■ **Data for the task**:
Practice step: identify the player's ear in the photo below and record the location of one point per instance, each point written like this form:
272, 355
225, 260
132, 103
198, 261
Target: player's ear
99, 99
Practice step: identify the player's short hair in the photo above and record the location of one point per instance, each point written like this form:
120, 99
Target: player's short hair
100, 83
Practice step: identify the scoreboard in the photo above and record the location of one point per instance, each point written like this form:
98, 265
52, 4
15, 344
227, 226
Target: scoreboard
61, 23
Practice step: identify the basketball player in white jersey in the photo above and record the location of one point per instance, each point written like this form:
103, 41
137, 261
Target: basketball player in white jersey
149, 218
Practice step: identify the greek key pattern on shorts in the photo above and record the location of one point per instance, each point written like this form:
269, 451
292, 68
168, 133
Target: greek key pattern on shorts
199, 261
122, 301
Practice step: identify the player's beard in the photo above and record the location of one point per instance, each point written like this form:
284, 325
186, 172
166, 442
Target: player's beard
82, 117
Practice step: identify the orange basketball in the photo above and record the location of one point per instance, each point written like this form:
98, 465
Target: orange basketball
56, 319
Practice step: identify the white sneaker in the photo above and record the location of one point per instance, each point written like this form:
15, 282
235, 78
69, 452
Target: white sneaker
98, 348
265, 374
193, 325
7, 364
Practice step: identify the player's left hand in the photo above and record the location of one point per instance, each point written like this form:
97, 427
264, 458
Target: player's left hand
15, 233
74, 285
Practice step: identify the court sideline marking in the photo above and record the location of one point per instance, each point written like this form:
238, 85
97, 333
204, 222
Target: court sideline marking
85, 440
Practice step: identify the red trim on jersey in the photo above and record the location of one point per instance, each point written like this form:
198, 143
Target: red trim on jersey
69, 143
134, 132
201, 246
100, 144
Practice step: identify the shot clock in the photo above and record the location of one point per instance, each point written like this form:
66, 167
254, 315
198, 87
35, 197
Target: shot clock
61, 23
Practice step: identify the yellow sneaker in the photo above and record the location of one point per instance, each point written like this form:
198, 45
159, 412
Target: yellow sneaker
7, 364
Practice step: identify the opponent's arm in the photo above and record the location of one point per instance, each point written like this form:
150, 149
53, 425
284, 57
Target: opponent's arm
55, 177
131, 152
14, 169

■ **Description of the task**:
All of the material above must be transcribed exactly, with no line dropped.

■ **Solution to this exercise**:
Practice step: identify the player's ear in the photo below and record the location of one point per instance, each point written like this form:
272, 355
225, 260
132, 103
198, 261
Target: player's ear
99, 99
Practice step: identify the player's short hair in the photo above and record the location of one point per instance, each point written like this form:
120, 99
Target: player's short hair
100, 83
Practice step: identify the scoreboard in the photo above and record the location of one point per instance, each point written like this form:
98, 265
52, 4
15, 344
227, 226
Target: scoreboard
61, 23
Practice step: identify the basketball player in white jersey in the photo above and record the location of one point per instance, each point written like this form:
103, 41
137, 261
Target: basketball player in white jersey
149, 218
Practice step: identify the greek key pattern on shorts in the photo above and record the location of one point per instance, each point written like this form:
269, 451
292, 68
168, 133
Target: greek key pattern on shorts
199, 261
122, 301
Practice step: identify the player's beard in the photo above and record the location of one point per instance, each point written like this form:
284, 325
186, 172
166, 442
Target: player's beard
82, 117
Practice step: identify the orange basketball in the photo above and record the location of one point per instance, each point written like this form:
98, 465
Target: orange basketball
56, 319
Practice step: identify the white sneaker in the photo above and record the location of one point per instance, each point written like this form:
15, 282
235, 78
69, 452
Target: white sneaker
98, 348
265, 374
193, 325
7, 364
Practice step: identify the player's left hand in the photo above and record the location of one point per instance, each point written like this form:
97, 427
264, 458
Target: player's left hand
15, 233
74, 285
Practice step: identify the court sideline marking in the photo above and record the location of one point per instance, each point written like this form:
238, 85
97, 333
204, 222
Target: court sideline marking
85, 440
Practice step: identify the red trim on jersey in the photo above and record the location of one point per instance, each point written like this form:
198, 143
Target: red trim on jersey
69, 143
134, 132
201, 246
100, 144
Practice step: identify the shot clock in the photo above and record the location of one point per instance, each point written like this form:
66, 167
254, 315
198, 87
35, 197
Target: shot clock
61, 23
Practice step: identify the yellow sneaker in the photo above and record the location of one point per instance, each point written like this form:
198, 45
159, 412
Target: yellow sneaker
7, 364
Practice step: identify the opponent's arm in the photo above and record the location of one point per instance, each point written like this form:
150, 149
53, 425
284, 57
Target: opponent's arm
55, 177
131, 152
14, 169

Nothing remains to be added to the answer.